┌─ Text section

LEWISTON – Joseph Dessent was in his early 30s, an electronics technician with a wife and three children, when he had an epiphany: He wanted to become a doctor like his father.

Jinaya O’Neal, a young mother of two, was separating from her husband when she decided she needed a new career: She, too, wanted to be a doctor.

This summer, Dessent and O’Neal, students at Lewiston-Auburn College, will begin to make their dreams come true. Both will attend the University of New England’s medical school.

They’ll also make history. It will mark the first time any L-A College senior has been accepted to a medical program right out of college.

Dessent was taking engineering classes at the college three years ago when he changed direction. His father, a longtime family doctor, had just hired a young associate to join his practice. Dessent realized he wanted the job.

“You finally find out what you wanted and it’s been in your face all the time,” he said.

Dessent dropped engineering and began looking at pre-med. The Auburn resident wanted to stay in the area.

“When I finally decided what I wanted to do in my life, my local college was the closest and it had a great science program,” he said.

└─

Work instruction A:
In the article about the two Lewiston-Auburn College students, what was Joseph Dessent's job when he decided he wanted to become a doctor?
Work instruction B:
Write a continuation of the article about the two Lewiston-Auburn College students, picking up after its final sentence.

┌─ Provided data

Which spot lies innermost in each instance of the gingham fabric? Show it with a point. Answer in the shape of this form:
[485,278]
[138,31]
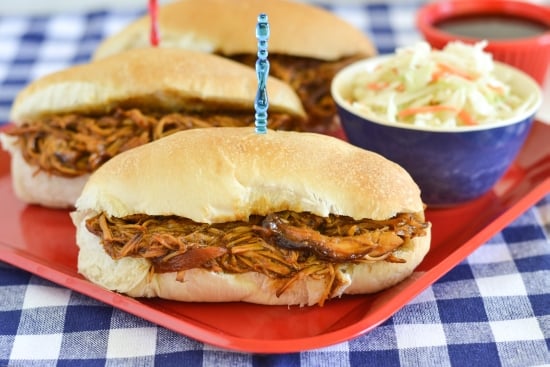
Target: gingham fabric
[493,309]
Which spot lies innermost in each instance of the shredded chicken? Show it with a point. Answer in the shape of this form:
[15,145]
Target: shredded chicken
[317,244]
[72,145]
[310,79]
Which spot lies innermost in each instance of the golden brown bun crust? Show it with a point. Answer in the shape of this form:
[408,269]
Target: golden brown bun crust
[226,174]
[39,187]
[167,79]
[228,28]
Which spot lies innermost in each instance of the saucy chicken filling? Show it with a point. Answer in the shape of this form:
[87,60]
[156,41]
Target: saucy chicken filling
[286,246]
[310,78]
[72,145]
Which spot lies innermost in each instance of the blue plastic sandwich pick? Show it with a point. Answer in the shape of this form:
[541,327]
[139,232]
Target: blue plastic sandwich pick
[262,70]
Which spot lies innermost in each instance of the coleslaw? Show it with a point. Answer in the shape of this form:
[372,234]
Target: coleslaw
[452,87]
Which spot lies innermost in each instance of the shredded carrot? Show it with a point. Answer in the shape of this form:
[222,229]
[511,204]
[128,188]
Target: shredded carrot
[424,109]
[466,118]
[377,85]
[463,115]
[443,69]
[498,90]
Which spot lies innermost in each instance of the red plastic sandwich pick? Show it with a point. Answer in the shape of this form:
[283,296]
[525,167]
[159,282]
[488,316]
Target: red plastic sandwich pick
[153,14]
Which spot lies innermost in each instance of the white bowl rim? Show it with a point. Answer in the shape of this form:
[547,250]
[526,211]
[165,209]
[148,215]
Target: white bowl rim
[360,65]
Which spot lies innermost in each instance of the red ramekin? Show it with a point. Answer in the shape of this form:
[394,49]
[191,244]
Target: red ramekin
[530,54]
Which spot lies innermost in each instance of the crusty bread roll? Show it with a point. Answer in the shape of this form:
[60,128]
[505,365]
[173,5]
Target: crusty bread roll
[152,80]
[307,44]
[230,174]
[167,79]
[227,28]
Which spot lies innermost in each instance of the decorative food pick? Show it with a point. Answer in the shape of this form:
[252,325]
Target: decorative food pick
[153,14]
[262,70]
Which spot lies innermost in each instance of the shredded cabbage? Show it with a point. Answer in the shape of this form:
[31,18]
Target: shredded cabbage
[452,87]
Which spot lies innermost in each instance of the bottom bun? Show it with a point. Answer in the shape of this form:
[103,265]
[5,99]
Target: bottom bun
[39,187]
[133,277]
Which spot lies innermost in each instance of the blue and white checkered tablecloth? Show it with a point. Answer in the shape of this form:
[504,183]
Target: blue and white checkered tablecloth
[493,309]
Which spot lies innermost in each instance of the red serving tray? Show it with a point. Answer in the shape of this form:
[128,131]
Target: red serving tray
[42,241]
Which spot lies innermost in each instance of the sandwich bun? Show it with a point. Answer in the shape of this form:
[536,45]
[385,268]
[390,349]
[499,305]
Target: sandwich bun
[168,80]
[204,25]
[155,78]
[229,174]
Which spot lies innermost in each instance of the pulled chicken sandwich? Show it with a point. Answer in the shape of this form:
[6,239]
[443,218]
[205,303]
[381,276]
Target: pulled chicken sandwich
[67,124]
[307,43]
[224,214]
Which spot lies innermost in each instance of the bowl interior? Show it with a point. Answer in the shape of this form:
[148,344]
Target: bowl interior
[522,84]
[450,165]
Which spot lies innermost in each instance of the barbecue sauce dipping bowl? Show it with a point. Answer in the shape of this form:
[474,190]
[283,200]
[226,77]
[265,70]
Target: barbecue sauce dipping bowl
[453,165]
[518,32]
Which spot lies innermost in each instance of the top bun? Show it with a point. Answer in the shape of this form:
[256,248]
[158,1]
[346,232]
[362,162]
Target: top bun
[154,78]
[227,174]
[227,28]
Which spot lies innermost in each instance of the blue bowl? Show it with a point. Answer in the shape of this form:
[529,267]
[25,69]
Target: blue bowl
[451,166]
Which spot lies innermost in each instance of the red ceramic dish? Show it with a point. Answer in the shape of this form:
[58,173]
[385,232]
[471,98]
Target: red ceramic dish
[42,241]
[530,54]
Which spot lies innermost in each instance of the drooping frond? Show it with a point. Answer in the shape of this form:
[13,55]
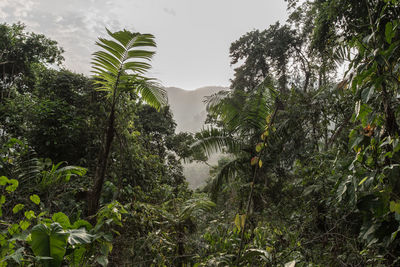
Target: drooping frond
[122,62]
[152,92]
[227,171]
[193,206]
[215,140]
[259,104]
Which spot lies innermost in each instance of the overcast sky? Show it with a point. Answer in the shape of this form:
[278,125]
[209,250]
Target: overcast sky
[193,36]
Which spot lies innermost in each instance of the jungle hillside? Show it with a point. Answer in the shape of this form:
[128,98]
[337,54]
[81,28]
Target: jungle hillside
[91,166]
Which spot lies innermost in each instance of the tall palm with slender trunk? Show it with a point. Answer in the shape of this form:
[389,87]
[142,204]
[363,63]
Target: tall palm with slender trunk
[119,68]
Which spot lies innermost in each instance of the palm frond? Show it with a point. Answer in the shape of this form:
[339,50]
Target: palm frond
[227,171]
[122,62]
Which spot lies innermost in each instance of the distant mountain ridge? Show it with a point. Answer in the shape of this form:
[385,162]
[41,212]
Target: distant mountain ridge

└─

Exercise result A:
He was an electronics technician.

Exercise result B:
O’Neal was a recently separated mother of two when she decided to go back to school.

“I didn’t know what I wanted to do,” she said. “I just started taking classes.”

She quickly found science both challenging and interesting. Like Dessent, the Mechanic Falls woman enrolled in L-A College’s natural and applied sciences program. Although graduates often become teachers and laboratory workers, O’Neal planned to become a doctor.

“I didn’t think L-A College was anything that would limit me,” she said. “It’s what you put into it.”

Dessent, 35, and O’Neal, 30, have spent the past few years juggling family, work and school. This spring, each applied to the College of Osteopathic Medicine at the University of New England in Biddeford with hopes of becoming family doctors.

The college accepted both. Officials were so impressed with Dessent that they offered to admit him without the last few credits he needed to officially graduate from L-A College.

Med school starts in July.

“It’s going to be tough. But we’ll do it. We’re not the only ones in the world to have done it,” said Dessent, who expects a 50-minute daily commute while he takes 70 credits in classes every year. “In the end it will be well worth it.”

Dessent and O’Neal will spend four years in UNE’s medical school and three years in a residency before they can practice.

L-A College students have routinely gone on to law school, graduate school and a host of careers since the college opened in Lewiston in 1988. Medical school is another honor to add to the list.

“It speaks to the strength of our science program here, the strength of our faculty and the strength of our classes,” said L-A College spokesman Roger Philippon.

The college, which is part of the University of Southern Maine, has bolstered its science program in recent years, adding more classes and tougher requirements.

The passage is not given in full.